- Source data -

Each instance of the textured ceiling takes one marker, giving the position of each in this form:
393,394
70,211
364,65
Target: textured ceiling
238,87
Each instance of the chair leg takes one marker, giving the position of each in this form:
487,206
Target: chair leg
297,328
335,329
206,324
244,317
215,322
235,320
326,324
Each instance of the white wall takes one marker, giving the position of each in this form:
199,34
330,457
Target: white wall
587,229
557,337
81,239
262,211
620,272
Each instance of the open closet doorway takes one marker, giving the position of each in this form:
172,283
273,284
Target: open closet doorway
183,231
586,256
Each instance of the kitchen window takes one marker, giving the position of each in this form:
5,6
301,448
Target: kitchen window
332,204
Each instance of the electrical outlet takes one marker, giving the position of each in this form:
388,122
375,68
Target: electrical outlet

--

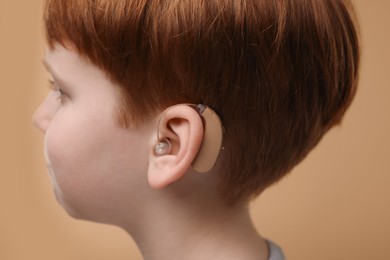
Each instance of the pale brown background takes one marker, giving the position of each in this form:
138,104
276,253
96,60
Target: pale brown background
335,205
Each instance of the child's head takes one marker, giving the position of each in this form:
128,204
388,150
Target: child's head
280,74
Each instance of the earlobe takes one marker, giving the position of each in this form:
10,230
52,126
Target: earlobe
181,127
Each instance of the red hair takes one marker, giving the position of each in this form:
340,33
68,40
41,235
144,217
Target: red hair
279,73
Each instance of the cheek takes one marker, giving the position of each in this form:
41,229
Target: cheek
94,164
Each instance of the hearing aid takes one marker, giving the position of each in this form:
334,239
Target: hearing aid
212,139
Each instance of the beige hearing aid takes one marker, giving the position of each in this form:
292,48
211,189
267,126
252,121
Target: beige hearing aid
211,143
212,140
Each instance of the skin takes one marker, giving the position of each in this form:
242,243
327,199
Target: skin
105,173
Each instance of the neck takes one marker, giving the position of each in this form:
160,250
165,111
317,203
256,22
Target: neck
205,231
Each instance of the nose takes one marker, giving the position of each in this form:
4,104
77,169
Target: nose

...

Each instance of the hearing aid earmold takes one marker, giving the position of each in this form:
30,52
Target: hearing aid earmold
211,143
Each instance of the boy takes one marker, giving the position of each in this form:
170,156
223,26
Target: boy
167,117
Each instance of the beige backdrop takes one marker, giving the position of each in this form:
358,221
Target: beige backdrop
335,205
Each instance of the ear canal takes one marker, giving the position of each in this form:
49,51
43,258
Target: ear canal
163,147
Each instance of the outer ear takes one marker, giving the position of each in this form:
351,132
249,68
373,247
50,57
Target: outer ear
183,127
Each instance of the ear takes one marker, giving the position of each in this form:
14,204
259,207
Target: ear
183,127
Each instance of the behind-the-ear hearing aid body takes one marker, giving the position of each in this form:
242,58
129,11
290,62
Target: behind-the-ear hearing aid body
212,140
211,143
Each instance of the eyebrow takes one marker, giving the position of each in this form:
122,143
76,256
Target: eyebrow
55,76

- What is expected -
Reproduce verbatim the stretch of entries above from the line containing "Each instance of the child's" through the line containing "Target: nose", including both of those lines and nothing else.

- Answer to this exercise -
Each instance of the child's head takes one marker, giving the position of each in this form:
128,204
388,150
Target: child's head
280,74
Each instance of the earlobe takes one marker, giving the position of each in this form:
10,230
52,126
Target: earlobe
181,127
Each instance of the red hair takes one marker, giving the position of each in this form:
340,33
68,40
41,235
144,217
Target: red hair
279,73
Each instance of the cheek takes one marker, giving the position of each in this form:
41,229
Target: cheek
94,164
Each instance of the hearing aid takes one marker, giving the position of each in this form:
334,239
Target: hearing aid
212,139
Each instance of the beige hearing aid takes one marker, giving the position of each in this form:
292,48
211,189
267,126
252,121
Target: beige hearing aid
211,143
212,140
Each instance of the skin takes one marker, giving the position of each in this form:
242,243
327,199
Target: skin
105,173
Each instance of the neck takes one marker, giving the position of each in this form:
160,250
165,111
317,203
256,22
Target: neck
205,231
Each instance of the nose takes one marker, giving the position of each in this form:
4,104
77,169
Target: nose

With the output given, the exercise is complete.